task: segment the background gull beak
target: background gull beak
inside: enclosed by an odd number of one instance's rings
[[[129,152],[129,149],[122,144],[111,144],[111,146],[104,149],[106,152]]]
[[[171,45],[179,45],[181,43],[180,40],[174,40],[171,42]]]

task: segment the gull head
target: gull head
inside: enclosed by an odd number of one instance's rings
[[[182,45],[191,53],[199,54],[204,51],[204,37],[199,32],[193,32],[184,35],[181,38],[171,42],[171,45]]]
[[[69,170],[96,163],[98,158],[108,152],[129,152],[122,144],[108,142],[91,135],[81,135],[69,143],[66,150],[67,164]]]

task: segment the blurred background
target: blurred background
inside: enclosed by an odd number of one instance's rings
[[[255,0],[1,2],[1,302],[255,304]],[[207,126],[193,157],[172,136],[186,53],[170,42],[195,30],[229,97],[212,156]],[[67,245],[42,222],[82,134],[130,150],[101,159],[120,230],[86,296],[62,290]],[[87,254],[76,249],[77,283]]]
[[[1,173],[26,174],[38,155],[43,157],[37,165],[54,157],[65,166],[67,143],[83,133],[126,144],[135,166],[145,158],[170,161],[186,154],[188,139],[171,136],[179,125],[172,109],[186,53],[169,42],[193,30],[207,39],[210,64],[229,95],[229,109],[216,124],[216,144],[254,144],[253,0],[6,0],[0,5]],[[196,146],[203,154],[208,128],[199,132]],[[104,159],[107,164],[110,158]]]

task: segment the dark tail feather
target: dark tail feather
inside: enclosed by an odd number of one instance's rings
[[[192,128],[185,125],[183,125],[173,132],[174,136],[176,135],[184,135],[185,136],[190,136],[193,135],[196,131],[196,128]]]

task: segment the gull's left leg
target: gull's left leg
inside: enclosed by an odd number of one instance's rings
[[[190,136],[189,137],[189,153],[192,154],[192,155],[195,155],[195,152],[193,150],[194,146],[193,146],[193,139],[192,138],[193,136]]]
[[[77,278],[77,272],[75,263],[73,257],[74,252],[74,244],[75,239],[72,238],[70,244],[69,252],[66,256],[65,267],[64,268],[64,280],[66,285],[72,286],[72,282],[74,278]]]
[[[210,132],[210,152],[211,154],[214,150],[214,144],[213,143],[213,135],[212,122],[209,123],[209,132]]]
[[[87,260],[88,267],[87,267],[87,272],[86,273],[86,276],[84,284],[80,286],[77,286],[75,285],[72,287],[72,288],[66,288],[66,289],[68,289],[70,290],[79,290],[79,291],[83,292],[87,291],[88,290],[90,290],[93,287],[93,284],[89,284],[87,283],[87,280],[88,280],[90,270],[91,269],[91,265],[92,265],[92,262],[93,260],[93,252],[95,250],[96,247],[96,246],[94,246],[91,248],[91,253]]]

*-*-*

Extract every line from the items above that contains the string "feather", matching case exactly.

## [Right answer]
task: segment the dark tail feather
target: dark tail feather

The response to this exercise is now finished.